__Exercise details__
Return every line of the material exactly.

__Dataset extract__
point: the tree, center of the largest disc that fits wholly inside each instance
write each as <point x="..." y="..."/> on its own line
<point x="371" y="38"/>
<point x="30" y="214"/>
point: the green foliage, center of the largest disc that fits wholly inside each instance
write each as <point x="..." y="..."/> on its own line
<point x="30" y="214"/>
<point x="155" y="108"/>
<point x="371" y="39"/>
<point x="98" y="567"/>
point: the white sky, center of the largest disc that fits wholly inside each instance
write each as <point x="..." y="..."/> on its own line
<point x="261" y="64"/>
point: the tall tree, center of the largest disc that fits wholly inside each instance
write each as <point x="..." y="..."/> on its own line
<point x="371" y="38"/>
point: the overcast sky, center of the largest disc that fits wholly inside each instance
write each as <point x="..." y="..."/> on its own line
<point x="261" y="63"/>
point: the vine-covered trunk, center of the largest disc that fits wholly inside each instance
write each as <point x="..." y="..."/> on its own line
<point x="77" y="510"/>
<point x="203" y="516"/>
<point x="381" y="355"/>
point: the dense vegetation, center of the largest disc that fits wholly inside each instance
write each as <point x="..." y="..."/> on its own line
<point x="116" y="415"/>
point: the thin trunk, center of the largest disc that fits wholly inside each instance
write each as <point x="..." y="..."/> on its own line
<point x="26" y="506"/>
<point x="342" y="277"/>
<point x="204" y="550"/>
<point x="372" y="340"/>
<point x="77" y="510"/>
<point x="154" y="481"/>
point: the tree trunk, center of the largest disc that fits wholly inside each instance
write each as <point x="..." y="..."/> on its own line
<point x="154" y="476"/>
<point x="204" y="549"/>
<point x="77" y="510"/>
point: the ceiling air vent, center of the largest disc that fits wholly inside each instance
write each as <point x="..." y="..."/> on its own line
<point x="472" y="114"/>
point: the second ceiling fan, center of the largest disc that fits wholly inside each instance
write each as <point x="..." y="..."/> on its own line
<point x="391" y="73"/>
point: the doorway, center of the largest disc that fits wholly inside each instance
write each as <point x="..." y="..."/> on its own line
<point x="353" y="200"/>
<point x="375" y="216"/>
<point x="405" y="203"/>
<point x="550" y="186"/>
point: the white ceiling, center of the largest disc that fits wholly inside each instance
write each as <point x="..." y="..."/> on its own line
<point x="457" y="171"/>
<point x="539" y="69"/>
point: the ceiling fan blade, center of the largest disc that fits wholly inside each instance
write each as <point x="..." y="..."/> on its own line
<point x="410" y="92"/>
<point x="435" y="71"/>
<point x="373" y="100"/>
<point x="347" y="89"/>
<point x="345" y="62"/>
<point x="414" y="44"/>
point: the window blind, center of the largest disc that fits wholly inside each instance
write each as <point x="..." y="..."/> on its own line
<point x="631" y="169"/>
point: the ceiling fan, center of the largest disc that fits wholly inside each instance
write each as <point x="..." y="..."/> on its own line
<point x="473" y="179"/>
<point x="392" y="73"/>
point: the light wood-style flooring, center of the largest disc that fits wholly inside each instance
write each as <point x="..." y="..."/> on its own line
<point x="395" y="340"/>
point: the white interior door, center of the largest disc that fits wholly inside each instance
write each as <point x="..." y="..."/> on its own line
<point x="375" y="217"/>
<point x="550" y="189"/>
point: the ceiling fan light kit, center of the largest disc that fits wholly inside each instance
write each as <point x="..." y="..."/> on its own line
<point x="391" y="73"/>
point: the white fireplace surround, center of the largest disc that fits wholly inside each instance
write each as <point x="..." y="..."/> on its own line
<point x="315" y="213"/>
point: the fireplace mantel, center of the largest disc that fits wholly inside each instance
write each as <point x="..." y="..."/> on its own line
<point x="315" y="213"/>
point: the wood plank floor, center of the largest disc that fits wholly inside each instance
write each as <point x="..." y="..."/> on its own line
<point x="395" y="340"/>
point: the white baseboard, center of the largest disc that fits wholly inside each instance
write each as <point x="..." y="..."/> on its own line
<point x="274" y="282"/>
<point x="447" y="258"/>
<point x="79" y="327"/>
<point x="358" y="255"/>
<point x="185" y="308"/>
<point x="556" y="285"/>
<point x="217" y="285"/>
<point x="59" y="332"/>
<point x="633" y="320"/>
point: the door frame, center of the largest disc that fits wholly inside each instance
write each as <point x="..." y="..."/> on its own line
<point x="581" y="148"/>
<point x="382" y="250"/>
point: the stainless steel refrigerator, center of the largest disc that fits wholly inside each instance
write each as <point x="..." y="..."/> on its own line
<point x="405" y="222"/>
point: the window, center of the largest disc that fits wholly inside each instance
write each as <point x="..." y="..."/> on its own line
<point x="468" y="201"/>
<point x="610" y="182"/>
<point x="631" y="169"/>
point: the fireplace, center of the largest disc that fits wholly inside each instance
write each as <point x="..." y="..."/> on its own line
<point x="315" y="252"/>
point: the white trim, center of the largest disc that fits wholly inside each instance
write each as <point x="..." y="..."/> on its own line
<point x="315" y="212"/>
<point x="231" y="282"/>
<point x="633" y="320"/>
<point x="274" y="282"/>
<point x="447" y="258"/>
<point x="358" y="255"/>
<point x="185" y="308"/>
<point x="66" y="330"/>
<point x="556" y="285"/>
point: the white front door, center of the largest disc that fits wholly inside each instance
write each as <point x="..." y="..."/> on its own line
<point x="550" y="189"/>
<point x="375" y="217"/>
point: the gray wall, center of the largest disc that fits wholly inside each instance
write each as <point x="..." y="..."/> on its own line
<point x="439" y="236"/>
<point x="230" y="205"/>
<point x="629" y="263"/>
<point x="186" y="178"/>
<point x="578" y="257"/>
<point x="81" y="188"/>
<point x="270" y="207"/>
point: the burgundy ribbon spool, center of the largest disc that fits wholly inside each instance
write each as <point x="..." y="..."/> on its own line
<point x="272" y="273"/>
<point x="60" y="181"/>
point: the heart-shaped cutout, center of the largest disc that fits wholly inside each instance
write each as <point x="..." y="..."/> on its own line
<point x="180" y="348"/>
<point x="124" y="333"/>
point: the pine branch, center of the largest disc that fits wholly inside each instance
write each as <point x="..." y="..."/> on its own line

__Exercise solution__
point: the tree, center of the largest disc that fits wholly inside each instance
write each as <point x="..." y="..."/> on its own line
<point x="371" y="38"/>
<point x="30" y="214"/>
point: the green foliage, center of the largest disc that fits wholly inside each instance
write each as <point x="..." y="..."/> on its own line
<point x="30" y="214"/>
<point x="155" y="108"/>
<point x="371" y="39"/>
<point x="98" y="567"/>
point: the white sky, center of the largest disc that fits wholly inside each instance
write each as <point x="..." y="..."/> on its own line
<point x="261" y="64"/>
point: the tall tree, center of the largest disc that fits wholly inside each instance
write each as <point x="..." y="..."/> on its own line
<point x="371" y="38"/>
point: the overcast sky, center of the largest disc that fits wholly inside each instance
write each as <point x="..." y="..."/> on its own line
<point x="261" y="63"/>
point: the vine-covered trunk, center of the largest disc that fits wholly inside each instance
write each as <point x="..." y="..."/> on its own line
<point x="77" y="510"/>
<point x="203" y="516"/>
<point x="381" y="355"/>
point: the dense vegetation, center of the largest disc that fits wholly inside each instance
write each as <point x="..." y="..."/> on its own line
<point x="116" y="415"/>
point: the thin trunk, center of the largest disc that fits wholly inside each instance
write each as <point x="..." y="..."/> on its own line
<point x="26" y="506"/>
<point x="342" y="277"/>
<point x="204" y="550"/>
<point x="372" y="340"/>
<point x="77" y="510"/>
<point x="154" y="481"/>
point: the tree trunk, center of the largest disc that fits wholly inside each instance
write each as <point x="..." y="..."/> on its own line
<point x="154" y="476"/>
<point x="204" y="549"/>
<point x="77" y="510"/>
point: the ceiling air vent, center of the largest disc that fits wholly inside each instance
write each as <point x="..." y="..."/> on its own line
<point x="472" y="114"/>
point: the second ceiling fan, center of the largest disc that fits wholly inside each instance
write each as <point x="..." y="..."/> on its own line
<point x="391" y="73"/>
point: the doorway, center of the largest disc that fits wholly inside each instance
write each as <point x="..." y="..."/> on its own line
<point x="353" y="200"/>
<point x="375" y="216"/>
<point x="405" y="203"/>
<point x="550" y="186"/>
point: the white ceiling, center of the largest disc that fits wholly inside each instance
write each as <point x="..." y="..."/> on its own line
<point x="457" y="171"/>
<point x="539" y="69"/>
point: the ceiling fan blade, center of the largest disc that fits wholly inside each instance
write each as <point x="..." y="..."/> on its own line
<point x="410" y="92"/>
<point x="435" y="71"/>
<point x="373" y="100"/>
<point x="347" y="89"/>
<point x="345" y="62"/>
<point x="414" y="44"/>
point: the window blind, center of the largest disc that fits wholly inside each instance
write each as <point x="..." y="..."/> on its own line
<point x="631" y="169"/>
point: the ceiling fan, center of the largest disc that fits wholly inside each instance
write each as <point x="..." y="..."/> on its own line
<point x="473" y="179"/>
<point x="392" y="73"/>
point: the light wood-style flooring, center of the largest disc that fits wholly inside each instance
write each as <point x="..." y="..."/> on its own line
<point x="395" y="340"/>
point: the white interior door, center of the largest disc that fits wholly inside each instance
write each as <point x="..." y="..."/> on its own line
<point x="375" y="217"/>
<point x="550" y="189"/>
point: the ceiling fan light kit, center of the largest disc that fits wholly inside each instance
write each as <point x="..." y="..."/> on its own line
<point x="391" y="73"/>
point: the white fireplace surround, center of the largest disc that fits wholly inside each instance
write each as <point x="..." y="..."/> on its own line
<point x="315" y="213"/>
point: the fireplace mantel, center of the largest disc that fits wholly inside each instance
write each as <point x="..." y="..."/> on its own line
<point x="315" y="213"/>
point: the wood plank floor, center of the largest disc that fits wholly inside each instance
write each as <point x="..." y="..."/> on its own line
<point x="395" y="340"/>
point: the white baseboard, center of the largest disc that fits wholly inside each instance
write each as <point x="..." y="..."/> on its own line
<point x="274" y="282"/>
<point x="447" y="258"/>
<point x="79" y="327"/>
<point x="358" y="255"/>
<point x="185" y="308"/>
<point x="556" y="285"/>
<point x="217" y="285"/>
<point x="59" y="332"/>
<point x="633" y="320"/>
point: the door frame, center of the largest disc that fits wholly inside each instance
write each as <point x="..." y="..."/> on its own line
<point x="581" y="148"/>
<point x="382" y="250"/>
point: the stainless steel refrigerator, center of the largest disc that fits wholly inside each instance
write each as <point x="..." y="..."/> on its own line
<point x="405" y="222"/>
point: the window, center of the largest disc that fits wholly inside each instance
write each as <point x="..." y="..."/> on its own line
<point x="468" y="201"/>
<point x="610" y="182"/>
<point x="631" y="169"/>
point: the fireplace, center of the largest disc that fits wholly inside each instance
write each as <point x="..." y="..."/> on its own line
<point x="315" y="252"/>
point: the white trim, center of the largest disc that fits wholly inside each instance
write each as <point x="..." y="..."/> on its own line
<point x="315" y="212"/>
<point x="231" y="282"/>
<point x="633" y="320"/>
<point x="274" y="282"/>
<point x="447" y="258"/>
<point x="358" y="255"/>
<point x="185" y="308"/>
<point x="66" y="330"/>
<point x="556" y="285"/>
point: the white front door, center of the largest disc that fits wholly inside each instance
write each as <point x="..." y="..."/> on its own line
<point x="550" y="189"/>
<point x="375" y="217"/>
point: the gray wall, center of the largest disc that fits wholly inside each instance
write each as <point x="..." y="..."/> on its own line
<point x="439" y="236"/>
<point x="230" y="205"/>
<point x="629" y="263"/>
<point x="186" y="178"/>
<point x="578" y="257"/>
<point x="81" y="188"/>
<point x="270" y="207"/>
point: the burgundy ribbon spool, center of the largest disc that fits wholly inside each instance
write each as <point x="..." y="..."/> on its own line
<point x="272" y="273"/>
<point x="60" y="181"/>
point: the heart-shaped cutout, center of the largest disc that fits wholly inside each instance
write each as <point x="..." y="..."/> on its own line
<point x="180" y="348"/>
<point x="124" y="333"/>
point: the pine branch, center of the largest disc that fits wholly inside each instance
write each as <point x="..." y="..."/> on its own line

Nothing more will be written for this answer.